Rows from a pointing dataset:

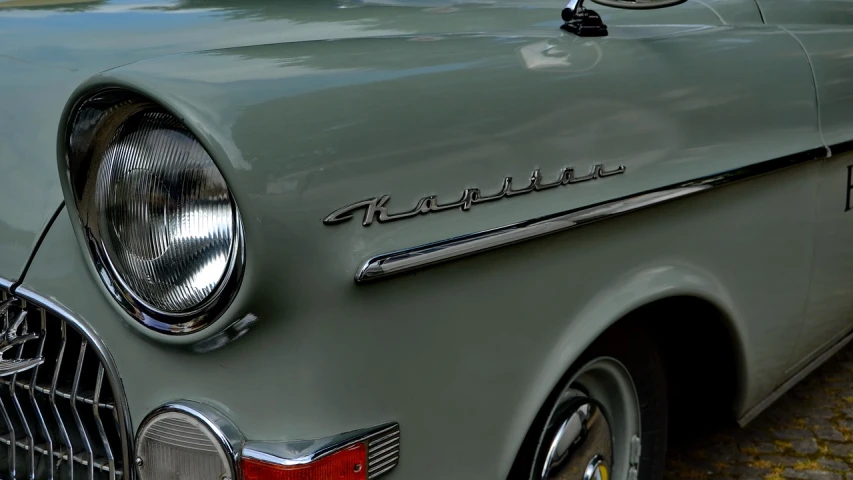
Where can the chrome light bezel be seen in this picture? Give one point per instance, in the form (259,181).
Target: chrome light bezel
(228,437)
(81,136)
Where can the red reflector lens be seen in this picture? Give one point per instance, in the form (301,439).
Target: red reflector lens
(347,464)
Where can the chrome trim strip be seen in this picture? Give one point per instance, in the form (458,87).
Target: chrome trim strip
(382,443)
(406,260)
(122,411)
(794,380)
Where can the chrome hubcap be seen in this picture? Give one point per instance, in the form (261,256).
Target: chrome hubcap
(593,431)
(582,446)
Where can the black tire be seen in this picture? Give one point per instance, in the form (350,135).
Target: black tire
(638,353)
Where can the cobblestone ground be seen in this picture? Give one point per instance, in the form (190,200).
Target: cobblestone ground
(806,435)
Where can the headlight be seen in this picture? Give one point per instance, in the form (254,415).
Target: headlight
(160,221)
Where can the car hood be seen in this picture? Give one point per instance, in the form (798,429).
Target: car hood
(48,48)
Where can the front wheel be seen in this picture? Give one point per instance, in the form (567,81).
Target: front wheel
(609,419)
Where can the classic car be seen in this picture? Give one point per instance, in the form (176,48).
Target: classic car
(412,239)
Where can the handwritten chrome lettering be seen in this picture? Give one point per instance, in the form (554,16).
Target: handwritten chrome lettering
(375,208)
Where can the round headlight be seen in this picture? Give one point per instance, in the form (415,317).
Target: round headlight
(159,218)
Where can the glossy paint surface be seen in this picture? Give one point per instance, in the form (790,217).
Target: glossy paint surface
(48,48)
(309,106)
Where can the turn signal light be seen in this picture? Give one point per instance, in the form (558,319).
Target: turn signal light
(347,464)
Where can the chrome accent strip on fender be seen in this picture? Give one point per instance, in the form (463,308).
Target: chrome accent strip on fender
(382,443)
(406,260)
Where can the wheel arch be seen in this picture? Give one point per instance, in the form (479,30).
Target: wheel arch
(662,299)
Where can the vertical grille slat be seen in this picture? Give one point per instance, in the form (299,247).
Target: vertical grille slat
(62,417)
(101,432)
(31,457)
(80,427)
(31,387)
(69,448)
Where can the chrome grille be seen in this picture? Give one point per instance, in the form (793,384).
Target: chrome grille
(383,451)
(59,419)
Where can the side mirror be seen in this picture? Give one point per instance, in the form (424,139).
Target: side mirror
(587,23)
(639,4)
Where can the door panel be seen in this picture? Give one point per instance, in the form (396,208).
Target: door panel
(830,309)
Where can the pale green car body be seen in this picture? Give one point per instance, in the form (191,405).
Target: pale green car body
(308,106)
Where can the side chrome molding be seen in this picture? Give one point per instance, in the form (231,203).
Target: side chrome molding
(794,380)
(402,261)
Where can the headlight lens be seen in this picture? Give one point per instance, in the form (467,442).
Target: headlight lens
(168,217)
(159,217)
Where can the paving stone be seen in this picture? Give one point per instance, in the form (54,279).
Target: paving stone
(830,434)
(811,475)
(835,465)
(748,471)
(780,461)
(841,449)
(804,436)
(792,434)
(766,448)
(806,446)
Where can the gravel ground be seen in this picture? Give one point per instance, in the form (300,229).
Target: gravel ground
(806,435)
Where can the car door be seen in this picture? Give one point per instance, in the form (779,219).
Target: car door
(825,29)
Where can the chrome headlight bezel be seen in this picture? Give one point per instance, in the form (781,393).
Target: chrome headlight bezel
(92,121)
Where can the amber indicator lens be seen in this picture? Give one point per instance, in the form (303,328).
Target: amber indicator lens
(347,464)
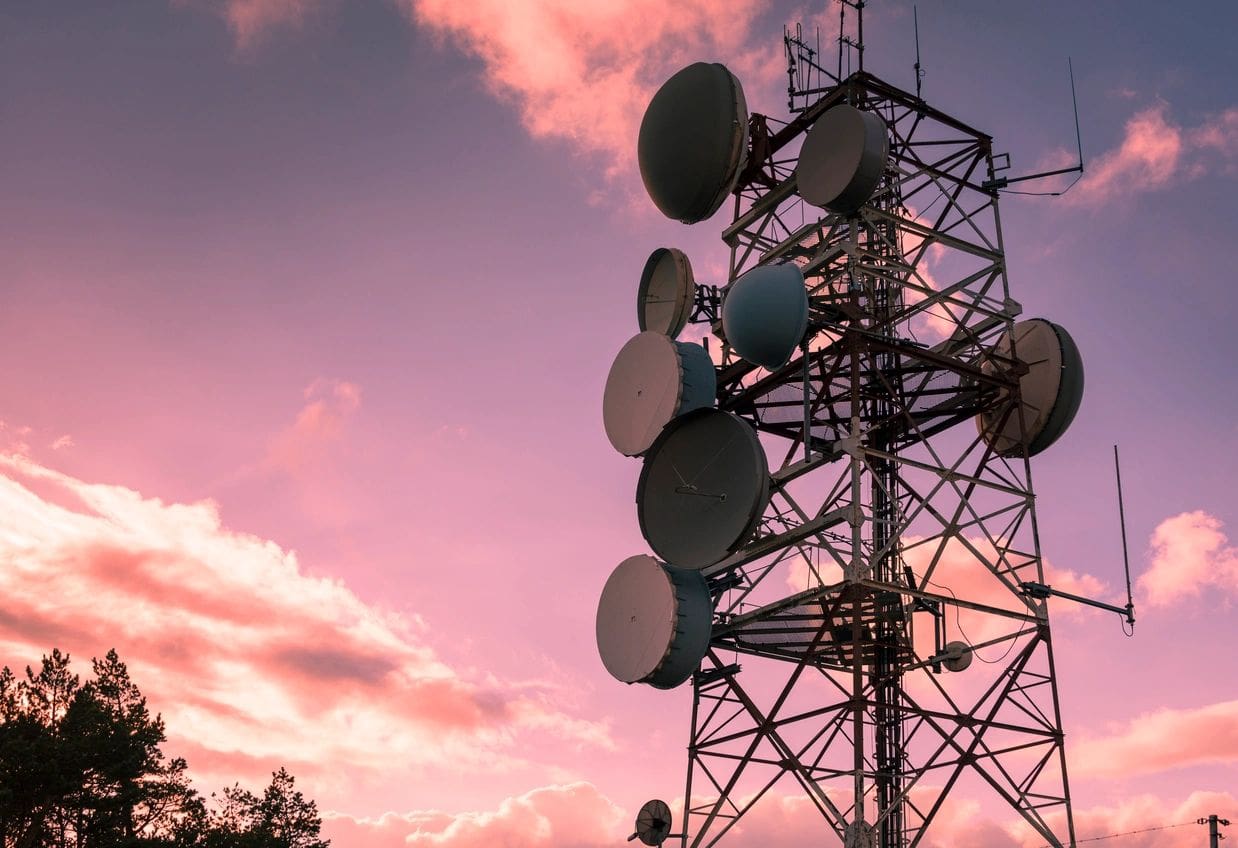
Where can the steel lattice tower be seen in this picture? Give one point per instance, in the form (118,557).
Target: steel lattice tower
(899,541)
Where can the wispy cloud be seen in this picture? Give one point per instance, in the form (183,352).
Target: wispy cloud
(583,72)
(251,21)
(1190,553)
(1160,740)
(1156,152)
(545,817)
(320,424)
(580,815)
(251,660)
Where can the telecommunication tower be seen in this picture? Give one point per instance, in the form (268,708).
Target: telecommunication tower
(839,505)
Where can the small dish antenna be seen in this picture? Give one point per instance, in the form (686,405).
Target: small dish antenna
(1051,390)
(654,623)
(653,380)
(957,656)
(842,159)
(666,294)
(653,823)
(765,313)
(693,141)
(702,489)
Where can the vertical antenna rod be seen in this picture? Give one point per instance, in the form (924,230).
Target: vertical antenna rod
(915,17)
(1075,102)
(1125,557)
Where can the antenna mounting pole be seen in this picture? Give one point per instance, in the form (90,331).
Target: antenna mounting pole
(1125,556)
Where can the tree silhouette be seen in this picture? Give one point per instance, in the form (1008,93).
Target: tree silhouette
(81,766)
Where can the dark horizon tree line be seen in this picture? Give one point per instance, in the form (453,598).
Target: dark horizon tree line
(82,766)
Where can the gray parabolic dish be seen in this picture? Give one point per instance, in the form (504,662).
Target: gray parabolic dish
(654,822)
(653,380)
(702,489)
(958,656)
(664,302)
(842,159)
(1051,390)
(654,623)
(765,313)
(693,141)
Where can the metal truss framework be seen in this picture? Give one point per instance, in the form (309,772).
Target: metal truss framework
(884,493)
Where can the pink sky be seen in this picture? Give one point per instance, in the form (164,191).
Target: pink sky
(307,308)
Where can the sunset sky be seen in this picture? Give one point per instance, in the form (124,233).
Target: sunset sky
(306,308)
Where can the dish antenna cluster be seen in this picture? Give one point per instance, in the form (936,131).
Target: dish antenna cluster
(844,557)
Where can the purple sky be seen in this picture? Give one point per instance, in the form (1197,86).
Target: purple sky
(346,279)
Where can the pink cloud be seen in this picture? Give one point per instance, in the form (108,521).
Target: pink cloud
(251,660)
(1190,552)
(1160,740)
(572,815)
(329,404)
(1156,152)
(1147,159)
(583,72)
(253,20)
(581,816)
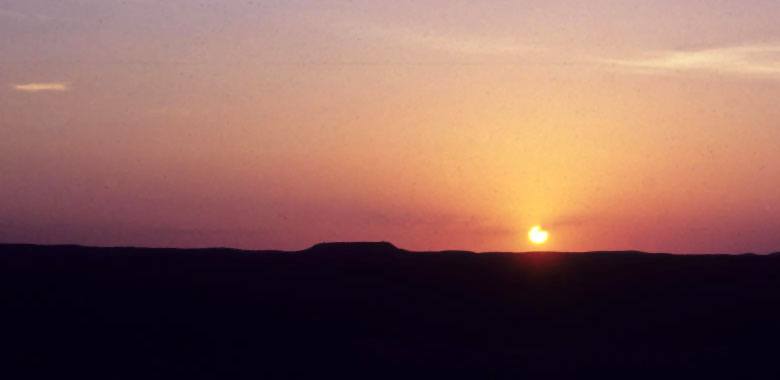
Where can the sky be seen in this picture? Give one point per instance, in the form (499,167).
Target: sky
(647,125)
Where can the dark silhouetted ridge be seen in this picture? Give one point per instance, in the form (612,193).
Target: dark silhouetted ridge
(351,249)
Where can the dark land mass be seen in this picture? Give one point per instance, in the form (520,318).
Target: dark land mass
(370,310)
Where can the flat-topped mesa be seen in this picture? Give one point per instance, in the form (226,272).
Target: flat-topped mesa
(354,248)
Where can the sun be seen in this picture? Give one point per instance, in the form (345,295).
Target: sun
(537,235)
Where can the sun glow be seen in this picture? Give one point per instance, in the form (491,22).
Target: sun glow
(537,235)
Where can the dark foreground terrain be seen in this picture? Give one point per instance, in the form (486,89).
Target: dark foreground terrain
(370,310)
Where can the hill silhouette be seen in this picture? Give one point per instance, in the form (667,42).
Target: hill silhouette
(373,310)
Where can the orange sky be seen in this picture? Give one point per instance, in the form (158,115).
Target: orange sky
(649,125)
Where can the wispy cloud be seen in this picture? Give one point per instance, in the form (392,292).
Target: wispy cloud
(35,87)
(761,59)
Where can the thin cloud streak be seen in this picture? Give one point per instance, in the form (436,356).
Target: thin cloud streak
(761,60)
(36,87)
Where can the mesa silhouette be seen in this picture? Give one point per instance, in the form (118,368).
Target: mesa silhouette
(373,310)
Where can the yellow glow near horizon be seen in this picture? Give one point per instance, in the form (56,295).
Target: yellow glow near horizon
(537,235)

**DESCRIPTION OF THE TASK:**
Make an exact copy of the listing above. Do not include the pictures.

**RESULT OF THE EXERCISE:**
Where can the chrome light bezel be seen in this picture? Give one point per instance, in the form (259,181).
Target: chrome light bezel
(228,437)
(81,136)
Where can the red reflector lens be seen in this picture? Give one point per instance, in the form (301,439).
Target: red reflector lens
(347,464)
Where can the chrome trim strip be seen in this picture? Give one point per instance, in the form (458,87).
Target: chrome trim strip
(382,443)
(406,260)
(122,411)
(794,380)
Where can the chrome hubcap be seen in this picture? Give one point per instance, in the form (261,256).
Target: chrome hubcap
(593,431)
(582,446)
Where can the black tire be seen in this picture? Give one point per instance, in the form (350,135).
Target: black tire
(638,353)
Where can the cobblestone ground be seen in this picture? Give one point per instance, in the form (190,200).
Target: cobblestone ground
(806,435)
Where can the headlight be seen in this picture? Give one point per instance, in the form (254,415).
Target: headlight
(160,221)
Where can the car hood be seen in this picture? Give one point per instance, in the form (798,429).
Target: car hood
(48,48)
Where can the front wheel be seen in this picture? Give one point per instance, in the form (567,81).
Target: front wheel
(609,419)
Where can the classic car be seen in this picture? Give one point per instance, in the form (176,48).
Target: classic car
(412,239)
Where can the handwritten chrome lettering be seen in this picture? Give one point per instance, in the form (554,16).
Target: handwritten chrome lettering
(375,208)
Where can the round headlight be seen in this picture? Give one point per instance, in the form (415,317).
Target: round headlight
(159,218)
Where can the glossy paint surface be seen in this picture? Give one point per instance, in the form (790,217).
Target: glossy paint surface
(48,48)
(309,106)
Where can the turn signal light be seen in this picture? Give one point per instance, in the form (558,319).
Target: turn signal light
(347,464)
Where can the chrome accent strip on fender be seen in this picture? Give one point per instance, in the form (463,308).
Target: chrome accent strip on fender
(382,443)
(406,260)
Where can the wheel arch be seen in this picture? Give one point per instance, in the form (479,30).
Target: wheel arch
(662,299)
Where can the vertical grille slat be seen in this picture? Give one point per instance, in the form (299,247).
Target: vertical grille slat
(62,417)
(101,432)
(31,457)
(80,427)
(31,387)
(69,448)
Where can the chrome grille be seen in this picture? Give one point per instance, in the form (793,384).
Target: chrome grille
(383,451)
(59,419)
Where can the side mirror be seen in this picture? Give one point per instance, in the form (424,139).
Target: side mirror
(587,23)
(639,4)
Where can the door panel be seen in this picture? Give one point per instance, in the form (396,208).
Target: door panel
(830,309)
Where can the pale green car body be seen in this picture? Give one point per instance, in the form (191,405).
Target: pale green car body
(308,106)
Where can the side chrome molding be seen in this picture? Give one point per instance, in the form (231,203).
Target: side chrome molding
(794,380)
(402,261)
Where can the headlight lens be seen in this picture? Give one point per instance, in the form (467,442).
Target: headlight lens
(168,217)
(159,217)
Where can the paving stone be seen in this picture? Give one point per instance, in the form (54,279).
Target: paving stone
(830,434)
(811,475)
(835,465)
(748,471)
(780,461)
(841,449)
(804,436)
(792,434)
(766,448)
(806,446)
Where can the gravel ground be seen in this picture? Give one point per instance, in the form (300,229).
Target: gravel ground
(806,435)
Where can the car door be seen in this picture? Give one point per instance, in the form (779,219).
Target: car door
(825,29)
Where can the chrome headlight bezel be seen in this picture? Give one point per instance, in the form (781,393).
Target: chrome headlight bezel
(92,121)
Where can the amber indicator lens be seen in this picture? Give one point per instance, in the form (303,328).
Target: amber indicator lens
(347,464)
Where can the steel lattice tower be seen in this picture? Give one point per instance, in the form (118,557).
Target: steel lattice tower
(899,541)
Where can the wispy cloud be seen in this picture? Give one point per instance, in the form (183,352).
Target: wispy cloud
(583,72)
(251,21)
(1190,553)
(1160,740)
(1156,152)
(545,817)
(320,424)
(580,815)
(251,660)
Where can the telecommunication tower be seen in this picture? Give one point per instance, in the form (268,708).
Target: telecommunication tower
(839,505)
Where can the small dish antenna be seen in this picture? Give one point per instance, in the form (686,405).
Target: small dish antenna
(1051,390)
(654,623)
(653,380)
(957,656)
(842,159)
(666,294)
(653,823)
(765,313)
(693,141)
(702,489)
Where can the vertical antenna rod be seen in this picture? Give one point per instance, in the form (924,230).
Target: vertical antenna rod
(915,17)
(1075,102)
(1125,557)
Where can the antenna mounting pole be seen in this picture? Give one point per instance, in the form (90,331).
Target: antenna mounting pole
(1125,556)
Where can the tree silhouette be seen in this picture? Give one point per instance, in the form (1008,93).
Target: tree silhouette
(81,766)
Where can the dark horizon tree line be seen in this picture? Give one point per instance, in the form (453,598).
Target: dark horizon tree line
(82,766)
Where can the gray parabolic dish be seen in this picture? Give one point per instance, in the form (504,662).
Target: gray parabolic dish
(654,822)
(653,380)
(702,489)
(958,656)
(664,302)
(842,159)
(1051,390)
(654,623)
(765,313)
(693,141)
Where can the metal truss framework be seen in this picture? Give one point per instance, in the form (309,772).
Target: metal truss framework
(884,493)
Where can the pink sky be seen in this picture? Give one point per instance, in the form (164,191).
Target: pink sky
(307,308)
Where can the sunset sky be seen in this picture? Give one point per instance, in the form (124,233).
Target: sunset sky
(306,308)
Where can the dish antenna cluster be seen in this picture? Give one point per instance, in the form (936,131).
Target: dish antenna cluster
(844,557)
Where can the purple sky be seen in this picture? Give one point per instance, in the form (1197,86).
Target: purple sky
(346,279)
Where can the pink cloud be seen in this picture? Give one point per instance, in the form (108,521).
Target: pink cloud
(251,660)
(1190,552)
(1160,740)
(572,815)
(329,404)
(1156,152)
(1147,159)
(583,72)
(253,20)
(581,816)
Where can the sky be seen in this picture? Give one point per instance, in the form (499,167).
Target: sky
(647,125)
Where can the dark silhouetted ridge be seen in this picture? Give one point per instance, in the form (612,193).
Target: dark silhouetted ridge
(351,249)
Where can the dark land mass be seen in this picture? Give one point per instance, in the form (520,318).
Target: dark land mass
(370,310)
Where can the flat-topped mesa be seen in this picture? Give one point per instance, in the form (226,272).
Target: flat-topped mesa
(354,248)
Where can the sun be seen in this picture? Give one point per instance, in the form (345,295).
Target: sun
(537,235)
Where can the sun glow be seen in this picture? Give one point per instance, in the form (491,22).
Target: sun glow
(537,235)
Where can the dark foreground terrain be seen in this picture? Give one point per instance, in the form (486,89).
Target: dark foreground terrain
(370,310)
Where can the hill silhouette be seen in this picture? Give one point per instance, in the form (667,42).
Target: hill silhouette
(373,310)
Where can the orange sky be seen in this picture? Give one point per instance, in the form (158,115).
Target: orange sky
(649,125)
Where can the wispy cloud be seen in this picture? Give one point per instance, in the form (392,292).
Target: wispy cloud
(35,87)
(761,59)
Where can the thin cloud streak be seen in this picture? Give one point per instance, in the form (436,356).
Target: thin cloud streak
(761,60)
(36,87)
Where can the mesa silhouette be seen in this picture? Give one point per instance, in the form (118,368).
Target: mesa silhouette
(373,310)
Where can the yellow glow near horizon be seen in this picture? Give one point per instance, in the form (56,295).
Target: yellow glow near horizon
(537,235)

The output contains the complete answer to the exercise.